Write out, word for word, the line that contains "point(226, 105)" and each line after it down to the last line of the data below. Include nothing more.

(Material shown Opens)

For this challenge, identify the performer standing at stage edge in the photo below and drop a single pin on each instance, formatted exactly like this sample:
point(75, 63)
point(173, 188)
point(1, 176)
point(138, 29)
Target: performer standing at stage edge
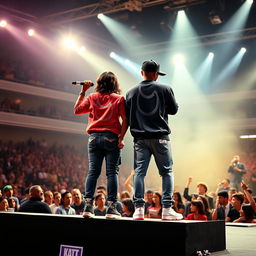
point(147, 106)
point(106, 136)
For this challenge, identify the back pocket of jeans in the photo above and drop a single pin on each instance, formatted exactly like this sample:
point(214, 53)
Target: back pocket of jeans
point(110, 143)
point(91, 142)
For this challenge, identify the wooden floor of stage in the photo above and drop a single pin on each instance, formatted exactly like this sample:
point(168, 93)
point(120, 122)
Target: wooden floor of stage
point(240, 240)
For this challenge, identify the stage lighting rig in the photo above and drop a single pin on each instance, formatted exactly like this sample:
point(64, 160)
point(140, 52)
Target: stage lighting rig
point(133, 5)
point(215, 18)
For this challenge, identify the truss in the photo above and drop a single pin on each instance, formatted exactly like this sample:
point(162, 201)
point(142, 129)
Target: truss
point(210, 39)
point(113, 6)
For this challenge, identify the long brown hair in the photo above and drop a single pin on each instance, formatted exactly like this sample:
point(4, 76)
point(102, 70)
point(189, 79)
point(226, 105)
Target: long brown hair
point(107, 83)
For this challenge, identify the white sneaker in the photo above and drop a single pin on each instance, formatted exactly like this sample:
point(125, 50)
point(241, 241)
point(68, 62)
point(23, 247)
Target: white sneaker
point(139, 213)
point(170, 214)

(Material shown Closes)

§ Written response
point(226, 105)
Target: long brown hair
point(107, 83)
For this challenge, identify the white sneaker in the photo above and drop a single pin on each instance, formatted exactly like this sample:
point(125, 50)
point(241, 241)
point(68, 62)
point(23, 247)
Target: white sneaker
point(139, 213)
point(170, 214)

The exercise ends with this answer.